* **GIVEN TEXT**
--- start ---

# Chapter 7. Parallel Processing

With parallel processing by using multiple cores, you can increase the amount of calculations your program can do in a given time frame without needing a faster processor. The main idea is to divide a problem into independent subunits and use multiple cores to solve those subunits in parallel.

Parallel processing is necessary to tackle large-scale problems. Companies produce massive quantities of data every day that need to be stored in multiple computers and analyzed. Scientists and engineers run parallel code on supercomputers to simulate massive systems.

Parallel processing allows you to take advantage of multicore CPUs as well as GPUs that work extremely well with highly parallel problems

## 7.1 Introduction to parallel processing

In order to parallelize a program, it is necessary to divide the problem into subunits that can "run independently (or almost independently) from each other

A problem where the subunits are totally independent from each other is called embarrassingly parallel. An element-wise operation on an array is a typical example--the operation needs to only know the element it is handling at the moment.Embarrassingly parallel problems are very easy to implement and perform very well on parallel architectures

Other problems may be divided into subunits but have to share some data to perform their calculations. In those cases, the implementation is less straightforward and can lead to performance issues because of the communication costs

Communication between processes is costly and can seriously hinder the performance of parallel programs. There exist two main ways to handle data communication in parallel programs:
1. **Shared memory**
2. **Distributed memory**

In shared memory, the subunits have access to the same memory space. The advantage of this approach is that you don't have to explicitly handle the communication as it is sufficient to write or read from the shared memory. However, problems arise when multiple processes try to access and change the same memory location at the same time. Care should be taken to avoid such conflict using synchronization techniques

In the distributed memory model, each process is completely separated from the others and possesses its own memory space. In this case, communication is handled explicitly between the processes. The communication overhead is typically costlier compared to shared memory as data can potentially travel through a network interface

Python can spawn and handle threads, but they can't be used to increase performance; due to the Python interpreter design, only one Python instruction is allowed to run at a time-- this mechanism is called **Global Interpreter Lock (GIL)**. What happens is that each time a thread executes a Python statement, the thread acquires a lock and, when the execution is completed, the same lock is released. Since the lock can be acquired only by one thread at a time, other threads are prevented from executing Python statements while some other thread holds the lock.

--- end ---

* **DATASET EXTRACT**

--- start ---

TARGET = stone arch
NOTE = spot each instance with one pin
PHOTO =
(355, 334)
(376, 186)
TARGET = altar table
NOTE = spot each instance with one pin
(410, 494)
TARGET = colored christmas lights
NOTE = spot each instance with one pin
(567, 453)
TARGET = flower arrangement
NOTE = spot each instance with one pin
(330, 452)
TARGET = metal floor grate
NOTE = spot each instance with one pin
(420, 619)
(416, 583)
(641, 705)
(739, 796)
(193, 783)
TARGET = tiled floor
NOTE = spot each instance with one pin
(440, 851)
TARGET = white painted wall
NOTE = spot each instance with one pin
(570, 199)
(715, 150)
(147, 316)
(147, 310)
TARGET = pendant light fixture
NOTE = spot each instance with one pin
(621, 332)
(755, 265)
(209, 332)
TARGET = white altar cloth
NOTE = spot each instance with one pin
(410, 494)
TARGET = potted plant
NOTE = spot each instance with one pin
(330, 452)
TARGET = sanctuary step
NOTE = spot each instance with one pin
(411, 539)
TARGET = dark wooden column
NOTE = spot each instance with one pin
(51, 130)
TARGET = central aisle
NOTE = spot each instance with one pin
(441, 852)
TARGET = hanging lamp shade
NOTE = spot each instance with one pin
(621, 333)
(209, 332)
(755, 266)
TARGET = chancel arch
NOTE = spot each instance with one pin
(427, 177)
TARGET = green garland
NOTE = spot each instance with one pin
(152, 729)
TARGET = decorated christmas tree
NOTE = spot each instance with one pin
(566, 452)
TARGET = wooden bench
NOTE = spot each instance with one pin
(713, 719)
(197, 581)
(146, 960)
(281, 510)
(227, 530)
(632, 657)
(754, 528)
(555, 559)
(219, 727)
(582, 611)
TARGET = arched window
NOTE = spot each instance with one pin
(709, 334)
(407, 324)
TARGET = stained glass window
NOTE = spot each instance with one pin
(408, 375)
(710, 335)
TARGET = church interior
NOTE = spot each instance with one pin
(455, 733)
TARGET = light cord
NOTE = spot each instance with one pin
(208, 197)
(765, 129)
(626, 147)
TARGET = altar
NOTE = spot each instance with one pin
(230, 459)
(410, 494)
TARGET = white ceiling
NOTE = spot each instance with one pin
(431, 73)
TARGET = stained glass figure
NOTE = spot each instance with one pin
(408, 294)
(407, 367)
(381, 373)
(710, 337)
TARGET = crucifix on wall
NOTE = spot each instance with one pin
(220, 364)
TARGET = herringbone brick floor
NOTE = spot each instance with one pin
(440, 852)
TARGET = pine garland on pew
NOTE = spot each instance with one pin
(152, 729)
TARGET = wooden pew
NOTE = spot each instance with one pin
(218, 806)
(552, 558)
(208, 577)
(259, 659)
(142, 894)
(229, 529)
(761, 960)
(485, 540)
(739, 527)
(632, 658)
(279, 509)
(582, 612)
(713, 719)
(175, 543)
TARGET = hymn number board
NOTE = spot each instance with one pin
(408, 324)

--- end ---

Repeat the passage of the chapter on parallel processing that begins at the words "# Chapter 7." and stops after "simulate massive systems.". The listing comes from a source separate from the chapter on parallel processing.

# Chapter 7. Parallel Processing

With parallel processing by using multiple cores, you can increase the amount of calculations your program can do in a given time frame without needing a faster processor. The main idea is to divide a problem into independent subunits and use multiple cores to solve those subunits in parallel.

Parallel processing is necessary to tackle large-scale problems. Companies produce massive quantities of data every day that need to be stored in multiple computers and analyzed. Scientists and engineers run parallel code on supercomputers to simulate massive systems.